● EXERCISE
Give every line from the entries that contains "instance".

● DATA EXCERPTS
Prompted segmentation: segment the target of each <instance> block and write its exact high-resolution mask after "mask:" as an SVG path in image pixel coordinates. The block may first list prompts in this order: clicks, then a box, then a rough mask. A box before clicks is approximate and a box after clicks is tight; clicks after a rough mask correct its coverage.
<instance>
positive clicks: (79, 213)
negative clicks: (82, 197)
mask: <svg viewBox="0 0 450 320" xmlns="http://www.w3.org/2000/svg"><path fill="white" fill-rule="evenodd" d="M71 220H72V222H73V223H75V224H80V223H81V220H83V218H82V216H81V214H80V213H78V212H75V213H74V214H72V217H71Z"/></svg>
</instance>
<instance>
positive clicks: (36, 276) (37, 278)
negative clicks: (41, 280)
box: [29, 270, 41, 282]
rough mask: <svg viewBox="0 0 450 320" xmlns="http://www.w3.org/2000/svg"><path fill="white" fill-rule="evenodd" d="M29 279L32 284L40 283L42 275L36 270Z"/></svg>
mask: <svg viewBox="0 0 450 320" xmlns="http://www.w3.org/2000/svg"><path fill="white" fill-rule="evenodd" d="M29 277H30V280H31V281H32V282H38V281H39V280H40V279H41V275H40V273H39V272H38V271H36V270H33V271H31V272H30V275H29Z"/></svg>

● TASK OUTPUT
Prompted segmentation: segment the target of each <instance> block and write its exact high-resolution mask after "mask:" as an SVG path in image pixel coordinates. The block may first list prompts in this order: clicks, then a box, then a rough mask. A box before clicks is approximate and a box after clicks is tight; clicks after a rough mask correct its coverage.
<instance>
</instance>
<instance>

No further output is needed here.